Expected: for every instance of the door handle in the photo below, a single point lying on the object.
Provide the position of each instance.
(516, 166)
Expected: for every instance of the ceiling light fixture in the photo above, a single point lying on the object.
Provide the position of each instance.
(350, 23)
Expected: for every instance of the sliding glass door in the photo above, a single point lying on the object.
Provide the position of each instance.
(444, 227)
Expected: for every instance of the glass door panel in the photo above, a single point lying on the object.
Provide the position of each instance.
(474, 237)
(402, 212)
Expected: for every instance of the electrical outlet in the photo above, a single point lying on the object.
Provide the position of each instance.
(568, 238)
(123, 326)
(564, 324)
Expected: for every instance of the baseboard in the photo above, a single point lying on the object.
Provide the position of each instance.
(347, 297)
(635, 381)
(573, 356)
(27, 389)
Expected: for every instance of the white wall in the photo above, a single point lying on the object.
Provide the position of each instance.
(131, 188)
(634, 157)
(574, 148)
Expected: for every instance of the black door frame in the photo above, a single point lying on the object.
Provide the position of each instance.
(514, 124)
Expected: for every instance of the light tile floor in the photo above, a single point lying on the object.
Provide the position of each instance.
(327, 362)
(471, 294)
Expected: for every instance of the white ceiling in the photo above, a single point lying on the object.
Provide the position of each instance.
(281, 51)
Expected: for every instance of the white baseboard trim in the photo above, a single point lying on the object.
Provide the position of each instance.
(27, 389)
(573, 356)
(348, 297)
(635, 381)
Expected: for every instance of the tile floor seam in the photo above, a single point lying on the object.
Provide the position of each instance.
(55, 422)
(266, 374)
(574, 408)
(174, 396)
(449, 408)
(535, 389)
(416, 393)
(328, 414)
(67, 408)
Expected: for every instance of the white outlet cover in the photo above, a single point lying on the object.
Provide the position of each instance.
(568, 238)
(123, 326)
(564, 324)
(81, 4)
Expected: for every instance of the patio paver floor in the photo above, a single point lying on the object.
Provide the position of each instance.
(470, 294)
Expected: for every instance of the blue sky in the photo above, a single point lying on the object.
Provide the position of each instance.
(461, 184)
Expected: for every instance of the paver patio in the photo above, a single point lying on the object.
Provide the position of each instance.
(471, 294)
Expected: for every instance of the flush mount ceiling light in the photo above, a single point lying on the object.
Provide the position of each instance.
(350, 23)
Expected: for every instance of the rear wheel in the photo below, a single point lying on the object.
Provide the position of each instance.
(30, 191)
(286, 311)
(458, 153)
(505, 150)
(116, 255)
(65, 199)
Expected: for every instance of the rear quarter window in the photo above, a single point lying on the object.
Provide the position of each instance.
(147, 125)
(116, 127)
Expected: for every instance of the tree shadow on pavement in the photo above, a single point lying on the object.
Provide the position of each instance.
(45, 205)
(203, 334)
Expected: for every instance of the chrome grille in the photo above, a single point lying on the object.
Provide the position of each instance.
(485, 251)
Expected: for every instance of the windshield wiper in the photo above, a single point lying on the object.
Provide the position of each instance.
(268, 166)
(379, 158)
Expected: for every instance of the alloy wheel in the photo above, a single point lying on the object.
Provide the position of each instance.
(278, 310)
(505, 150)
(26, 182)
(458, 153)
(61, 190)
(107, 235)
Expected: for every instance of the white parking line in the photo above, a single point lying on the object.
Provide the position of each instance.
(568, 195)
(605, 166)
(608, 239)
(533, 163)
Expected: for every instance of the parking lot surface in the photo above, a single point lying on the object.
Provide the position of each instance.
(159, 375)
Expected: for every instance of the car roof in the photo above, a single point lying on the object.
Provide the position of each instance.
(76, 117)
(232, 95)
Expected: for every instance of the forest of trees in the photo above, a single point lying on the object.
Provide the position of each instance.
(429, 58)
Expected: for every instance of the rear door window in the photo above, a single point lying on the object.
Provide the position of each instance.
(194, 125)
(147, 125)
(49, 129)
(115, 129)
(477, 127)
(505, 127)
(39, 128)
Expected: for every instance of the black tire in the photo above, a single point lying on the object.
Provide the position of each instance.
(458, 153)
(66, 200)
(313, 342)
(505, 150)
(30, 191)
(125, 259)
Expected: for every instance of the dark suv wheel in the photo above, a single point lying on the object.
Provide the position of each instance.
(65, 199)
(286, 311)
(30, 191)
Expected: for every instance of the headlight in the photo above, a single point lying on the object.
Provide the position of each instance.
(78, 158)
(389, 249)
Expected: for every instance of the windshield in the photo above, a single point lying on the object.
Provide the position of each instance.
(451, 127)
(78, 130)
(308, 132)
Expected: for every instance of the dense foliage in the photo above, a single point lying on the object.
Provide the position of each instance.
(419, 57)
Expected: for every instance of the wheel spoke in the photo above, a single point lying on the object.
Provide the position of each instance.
++++++++++
** What this task involves **
All lines in the listing above between the line with "Expected: for every instance of the electrical" and the line with "Expected: for every instance of the baseboard", inclusive, should be set down exactly, and no line outside that range.

** Output of the task **
Expected: for every instance of the electrical outlet in the photo above, a single point lying on the object.
Provide the position of each instance.
(568, 238)
(123, 326)
(564, 324)
Expected: for every instance of the baseboard in the photo above, a single point lying on the object.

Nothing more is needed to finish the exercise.